Although it is quite common that penetrative sex through the vaginal entrance sometimes stimulates pleasure, the Vulva is a great source to ensure pleasure and intimacy. It can be explored by yourself or with a partner(s). It may seem a bit different than other forms of intimacy or masturbation techniques, but here you will learn a few key steps to help you get ready to love your Vulva.

  1. Set the mood and atmosphere for the Vulva’s pleasure. Whether it’s setting the atmosphere with music, lights, and scents, this can help stimulate and enhance the environment to put you in the right mood. Whether it’s the partner or yourself, being able to know what is good for you and your partner is essential to bringing a pleasurable experience.
  2. Don’t rush. A light form of foreplay during this moment can bring buildup for long-lasting pleasure.
  3. Maintaining eye contact keeps you engaged and connected to a level of intimacy
  4. Engage in full-body physical touch so that she and her vulva will be ready, this helps create arousal and anticipation
  5. Communicate sensual questions such as: “How does that feel? Should I keep going? Do you like that?”

----------------------------------------

What to work on:
[1] In the guide on vulva pleasure, list the things the first step names for setting the atmosphere.
[2] Write what comes next in the guide on vulva pleasure, picking up after its fifth step.

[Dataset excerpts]
----------------------------------------

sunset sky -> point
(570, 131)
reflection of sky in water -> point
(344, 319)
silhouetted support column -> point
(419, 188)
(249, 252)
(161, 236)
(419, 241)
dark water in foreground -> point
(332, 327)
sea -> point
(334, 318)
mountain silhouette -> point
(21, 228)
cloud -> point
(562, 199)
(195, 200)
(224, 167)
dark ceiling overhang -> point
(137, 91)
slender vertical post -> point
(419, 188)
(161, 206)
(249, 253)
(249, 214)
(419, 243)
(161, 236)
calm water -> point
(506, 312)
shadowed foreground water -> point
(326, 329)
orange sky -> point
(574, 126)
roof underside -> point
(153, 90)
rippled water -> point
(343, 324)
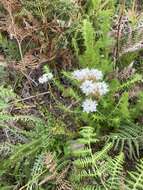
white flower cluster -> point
(45, 78)
(91, 86)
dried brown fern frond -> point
(11, 5)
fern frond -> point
(135, 178)
(127, 137)
(116, 166)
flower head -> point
(45, 78)
(81, 74)
(96, 74)
(89, 105)
(87, 87)
(101, 88)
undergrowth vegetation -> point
(71, 95)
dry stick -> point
(119, 27)
(20, 50)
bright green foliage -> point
(135, 179)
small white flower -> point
(87, 87)
(81, 74)
(101, 88)
(89, 105)
(45, 78)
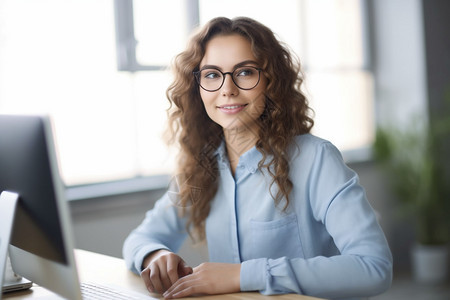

----------------------------------------

Solved problems:
[1] music, lights, scents

[2]
  6. Use sex toys to explore your pleasure, not just with your hands, the Vulva is an external part of the Vagina and can use other outside forms of stimulation.

 

Conclusion

Being aware of the care and intimate love your Vulva needs and deserves is the next step to your overall sexual health and wellness. Even though the Vagina might be the star of the show when it comes to all things self-care and pleasure, externally, your Vulva is a massive part of that. Knowing what can keep your Vulva protected and cared for will give you a better quality of life and health. Add these self-care and maintenance details to your Vulva care routine. Explore the sexual possibilities your Vulva has to offer.